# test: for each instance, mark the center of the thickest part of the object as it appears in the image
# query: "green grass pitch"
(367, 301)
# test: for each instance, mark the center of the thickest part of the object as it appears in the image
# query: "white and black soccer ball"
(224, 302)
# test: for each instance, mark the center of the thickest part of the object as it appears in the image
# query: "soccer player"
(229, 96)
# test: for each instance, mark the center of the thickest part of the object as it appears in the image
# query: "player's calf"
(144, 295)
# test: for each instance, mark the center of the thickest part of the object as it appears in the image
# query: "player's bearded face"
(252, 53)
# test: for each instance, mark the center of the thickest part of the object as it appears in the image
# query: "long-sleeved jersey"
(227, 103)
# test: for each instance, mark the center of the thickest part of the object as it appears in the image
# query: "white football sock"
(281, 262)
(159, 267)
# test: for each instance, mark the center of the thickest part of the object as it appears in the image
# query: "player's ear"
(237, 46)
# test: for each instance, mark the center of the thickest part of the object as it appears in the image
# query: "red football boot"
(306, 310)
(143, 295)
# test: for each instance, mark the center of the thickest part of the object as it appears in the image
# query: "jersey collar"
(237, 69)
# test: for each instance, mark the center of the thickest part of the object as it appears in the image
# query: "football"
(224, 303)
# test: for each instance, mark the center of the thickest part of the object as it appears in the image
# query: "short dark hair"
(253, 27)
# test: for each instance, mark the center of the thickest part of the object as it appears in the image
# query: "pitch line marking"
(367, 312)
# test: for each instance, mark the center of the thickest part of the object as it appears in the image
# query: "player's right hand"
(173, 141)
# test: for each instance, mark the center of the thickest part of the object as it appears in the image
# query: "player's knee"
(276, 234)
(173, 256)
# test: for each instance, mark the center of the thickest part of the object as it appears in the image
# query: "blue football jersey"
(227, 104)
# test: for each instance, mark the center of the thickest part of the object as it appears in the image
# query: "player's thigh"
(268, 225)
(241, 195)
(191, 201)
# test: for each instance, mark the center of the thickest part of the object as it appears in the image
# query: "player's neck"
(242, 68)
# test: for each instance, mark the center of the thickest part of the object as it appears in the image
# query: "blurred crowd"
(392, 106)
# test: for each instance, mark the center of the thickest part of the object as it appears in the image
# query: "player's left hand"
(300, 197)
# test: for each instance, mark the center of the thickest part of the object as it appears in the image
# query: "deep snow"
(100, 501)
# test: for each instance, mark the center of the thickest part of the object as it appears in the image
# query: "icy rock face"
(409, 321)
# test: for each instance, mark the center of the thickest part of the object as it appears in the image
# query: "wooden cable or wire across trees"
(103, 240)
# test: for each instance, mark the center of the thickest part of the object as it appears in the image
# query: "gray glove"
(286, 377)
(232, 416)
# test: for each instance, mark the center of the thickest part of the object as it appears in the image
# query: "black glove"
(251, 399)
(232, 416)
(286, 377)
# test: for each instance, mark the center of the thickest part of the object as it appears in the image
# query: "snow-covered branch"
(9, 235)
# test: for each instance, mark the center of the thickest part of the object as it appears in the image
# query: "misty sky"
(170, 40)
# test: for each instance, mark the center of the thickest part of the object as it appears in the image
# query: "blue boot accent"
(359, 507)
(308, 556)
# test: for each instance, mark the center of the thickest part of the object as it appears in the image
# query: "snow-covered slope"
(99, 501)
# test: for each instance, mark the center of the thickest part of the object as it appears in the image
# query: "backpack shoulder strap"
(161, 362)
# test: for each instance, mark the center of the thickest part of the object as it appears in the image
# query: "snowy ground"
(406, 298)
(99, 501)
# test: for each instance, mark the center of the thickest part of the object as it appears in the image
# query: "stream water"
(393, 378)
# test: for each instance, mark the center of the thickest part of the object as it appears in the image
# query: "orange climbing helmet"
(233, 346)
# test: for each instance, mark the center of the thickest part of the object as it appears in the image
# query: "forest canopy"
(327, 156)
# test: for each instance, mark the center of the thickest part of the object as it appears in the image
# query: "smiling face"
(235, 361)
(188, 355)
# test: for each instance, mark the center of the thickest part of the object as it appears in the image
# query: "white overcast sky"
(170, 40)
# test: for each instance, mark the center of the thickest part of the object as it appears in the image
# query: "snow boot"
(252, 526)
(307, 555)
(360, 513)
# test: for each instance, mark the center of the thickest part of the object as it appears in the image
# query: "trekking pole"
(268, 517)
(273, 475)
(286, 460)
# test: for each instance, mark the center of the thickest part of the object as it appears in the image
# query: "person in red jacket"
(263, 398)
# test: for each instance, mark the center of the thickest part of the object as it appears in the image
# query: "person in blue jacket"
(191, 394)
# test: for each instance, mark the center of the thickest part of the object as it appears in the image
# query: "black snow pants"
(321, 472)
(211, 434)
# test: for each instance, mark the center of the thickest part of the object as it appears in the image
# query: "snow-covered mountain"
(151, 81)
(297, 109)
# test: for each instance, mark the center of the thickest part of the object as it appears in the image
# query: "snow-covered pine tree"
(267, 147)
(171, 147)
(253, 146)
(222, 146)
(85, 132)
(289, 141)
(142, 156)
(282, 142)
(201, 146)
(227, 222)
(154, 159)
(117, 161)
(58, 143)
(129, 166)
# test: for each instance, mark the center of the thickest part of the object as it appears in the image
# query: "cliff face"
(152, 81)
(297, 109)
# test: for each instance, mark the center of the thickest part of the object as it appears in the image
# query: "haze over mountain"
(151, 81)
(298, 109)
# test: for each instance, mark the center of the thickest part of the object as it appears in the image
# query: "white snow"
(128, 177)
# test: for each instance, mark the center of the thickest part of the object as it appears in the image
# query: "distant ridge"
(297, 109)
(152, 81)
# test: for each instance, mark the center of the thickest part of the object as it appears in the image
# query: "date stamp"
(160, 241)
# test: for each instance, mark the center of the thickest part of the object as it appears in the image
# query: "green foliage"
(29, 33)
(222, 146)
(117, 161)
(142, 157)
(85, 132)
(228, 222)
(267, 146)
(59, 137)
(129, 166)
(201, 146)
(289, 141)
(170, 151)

• _WHAT IS ASKED_: Print the records above exactly as they appear.

• _PROBLEM SOLUTION_:
# test: for each instance, mark the center of the thickest part of the object as it appears in the image
# query: "green grass pitch"
(367, 301)
# test: for each instance, mark the center of the thickest part of the object as it appears in the image
# query: "white and black soccer ball"
(224, 302)
# test: for each instance, mark the center of the thickest part of the object as it appears in the image
# query: "soccer player"
(229, 96)
# test: for each instance, mark the center of the thickest part of the object as it appears in the image
# query: "player's calf"
(144, 295)
# test: for each instance, mark the center of the thickest part of the object as it appears in the image
# query: "player's bearded face"
(252, 53)
# test: for each instance, mark the center of the thickest part of the object as it appears in the image
# query: "long-sleeved jersey"
(227, 103)
# test: for each instance, mark the center of the thickest part of the object as it appears in the image
# query: "white football sock"
(281, 262)
(159, 267)
# test: for each instance, mark the center of the thickest part of the object as it appears in the image
# query: "player's ear"
(237, 46)
# test: for each instance, mark the center of the thickest part of the object as it appears in the image
# query: "red football boot"
(306, 310)
(143, 295)
# test: for each instance, mark the center of the thickest part of the object as it appears in the image
# query: "jersey collar"
(237, 69)
# test: for each instance, mark the center of the thickest part of the object as it appears in the image
# query: "football"
(224, 303)
# test: for each instance, mark the center of the thickest part of the object as it appears in the image
# query: "short dark hair"
(253, 27)
# test: for each instance, mark the center of the thickest part of the object as it appears in the image
# query: "pitch line marking"
(367, 312)
# test: for each instance, mark the center of the thickest part of the object as it appears in the image
# query: "player's right hand"
(173, 141)
# test: for each instance, mark the center of the thickest part of the object as it appears in the image
# query: "player's knee"
(276, 234)
(173, 256)
# test: for each instance, mark the center of the thickest part of the object as it appears in the image
# query: "blue football jersey"
(227, 104)
# test: for each instance, mark the center of the thickest part of the object as it appears in the image
# query: "player's thigh"
(268, 225)
(241, 195)
(191, 201)
# test: for each instance, mark the center of the thickest part of the object as it appears in the image
# query: "player's neck"
(242, 68)
# test: for each instance, mark the center of the thickest part of the object as it appears in the image
# query: "blurred crowd"
(392, 106)
# test: for each instance, mark the center of the thickest part of the object as it appears in the image
# query: "player's left hand"
(300, 197)
# test: for each instance, mark the center of the thickest part of the object as it appears in the image
# query: "deep snow"
(100, 501)
# test: for each instance, mark the center of the thickest part of the object as it appears in the image
# query: "icy rock face"
(409, 321)
# test: for each instance, mark the center of the thickest part of the object as it appears in the image
# query: "wooden cable or wire across trees"
(103, 240)
# test: for each instance, mark the center of the thickest part of the object as it appears in the image
# query: "gray glove"
(286, 377)
(232, 416)
# test: for each instance, mark the center of the thickest part of the object as it appears in the image
# query: "black glove"
(251, 399)
(232, 416)
(286, 377)
# test: for each instance, mark the center of the thickest part of the object as it appears in the image
# query: "snow-covered branch"
(9, 235)
# test: for each instance, mark the center of the thickest part of the object as it appears in the image
# query: "misty sky"
(170, 40)
# test: for each instance, mark the center of the thickest part of the object as it appears in the image
# query: "blue boot accent"
(359, 507)
(308, 556)
# test: for each instance, mark the center of the thickest part of the object as it appears in the image
# query: "snow-covered slope"
(99, 501)
# test: for each instance, mark the center of the thickest part of the object as it appears in the image
# query: "backpack shoulder strap"
(161, 362)
# test: for each instance, mark the center of the thickest part of the object as it appears in the image
# query: "snowy ground"
(406, 298)
(99, 501)
# test: for each instance, mark the center of the thickest part of the object as it appears in the image
# query: "stream water"
(393, 378)
# test: for each instance, mark the center of the thickest part of the object as it appears in the image
# query: "orange climbing helmet"
(233, 346)
# test: for each instance, mark the center of the thickest part of the object as it appears in the image
# query: "forest canopy"
(327, 156)
# test: for each instance, mark the center of the thickest part of the object as it appears in the image
# query: "smiling face"
(235, 361)
(188, 355)
# test: for each instance, mark the center of the thickest part of the object as it appears in the image
# query: "white overcast sky"
(170, 40)
# test: for each instance, mark the center of the thickest part of the object as it appears in the image
# query: "snow boot"
(252, 526)
(307, 555)
(360, 513)
# test: for each instance, mark the center of the thickest part of the object as it appears in the image
# query: "trekking pole"
(268, 517)
(273, 475)
(286, 460)
# test: for each instance, mark the center of the thickest part of the object as it appears in the image
# query: "person in red jacket"
(263, 398)
# test: for each instance, mark the center of the thickest part of the object as it appears in the image
# query: "person in blue jacket"
(191, 394)
# test: for each instance, mark the center of the thickest part of the object as it appears in the image
# query: "black snow pants"
(321, 472)
(211, 434)
# test: for each instance, mark the center of the thickest part of the object as it appears in the image
# query: "snow-covered mountain"
(151, 81)
(297, 109)
# test: for each instance, mark the center of the thickest part of the object as it appears in the image
# query: "snow-covered pine tree"
(267, 147)
(171, 147)
(253, 146)
(222, 146)
(85, 132)
(289, 141)
(142, 156)
(282, 142)
(201, 146)
(227, 222)
(154, 159)
(117, 161)
(58, 143)
(129, 166)
# test: for each instance, mark the center of the thickest part of the object as it appears in the image
# query: "cliff face"
(152, 81)
(297, 109)
# test: for each instance, mark the center of the thickest part of the object as it appears in the image
# query: "haze over mountain"
(151, 81)
(298, 109)
# test: for each instance, mark the center of the thickest part of the object as it appears in the image
# query: "white snow"
(128, 177)
# test: for each instance, mark the center of the thickest part of the object as it appears in the image
# query: "distant ridge"
(297, 109)
(152, 81)
# test: for each instance, mark the center of the thickest part of the object as it appears in the image
# query: "date stamp"
(160, 241)
# test: for each instance, mark the center of the thickest part of the object as it appears in the image
# query: "green foliage"
(29, 33)
(222, 146)
(117, 161)
(142, 157)
(85, 132)
(228, 222)
(267, 146)
(59, 137)
(129, 166)
(201, 146)
(289, 141)
(170, 151)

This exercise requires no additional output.